#### Instructions to follow
Copy out every line of the records below word for word, omitting the pictures.

***

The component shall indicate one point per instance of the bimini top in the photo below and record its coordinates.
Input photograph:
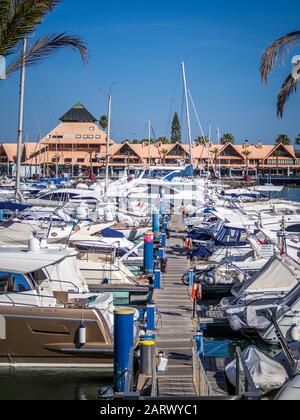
(111, 233)
(22, 261)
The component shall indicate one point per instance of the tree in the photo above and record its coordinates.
(283, 139)
(275, 54)
(228, 138)
(215, 153)
(20, 18)
(176, 130)
(104, 122)
(247, 154)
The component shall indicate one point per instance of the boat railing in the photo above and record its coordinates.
(246, 388)
(200, 378)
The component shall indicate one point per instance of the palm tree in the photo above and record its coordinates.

***

#### Completed task
The component shall indicate one point per instance of the bimini top in the photo below and record its coordinates.
Input photograph:
(111, 233)
(22, 261)
The component shall indicate one point per instance of the tree in the photo above and record its coordinates.
(283, 139)
(275, 54)
(228, 138)
(215, 153)
(20, 18)
(176, 130)
(104, 122)
(247, 154)
The component shall indicate one point per instance of the boat railing in the photo above and record its coordinates.
(246, 388)
(200, 378)
The component shall indicate one point per instance of the palm tree in the photo above and record its coordinates.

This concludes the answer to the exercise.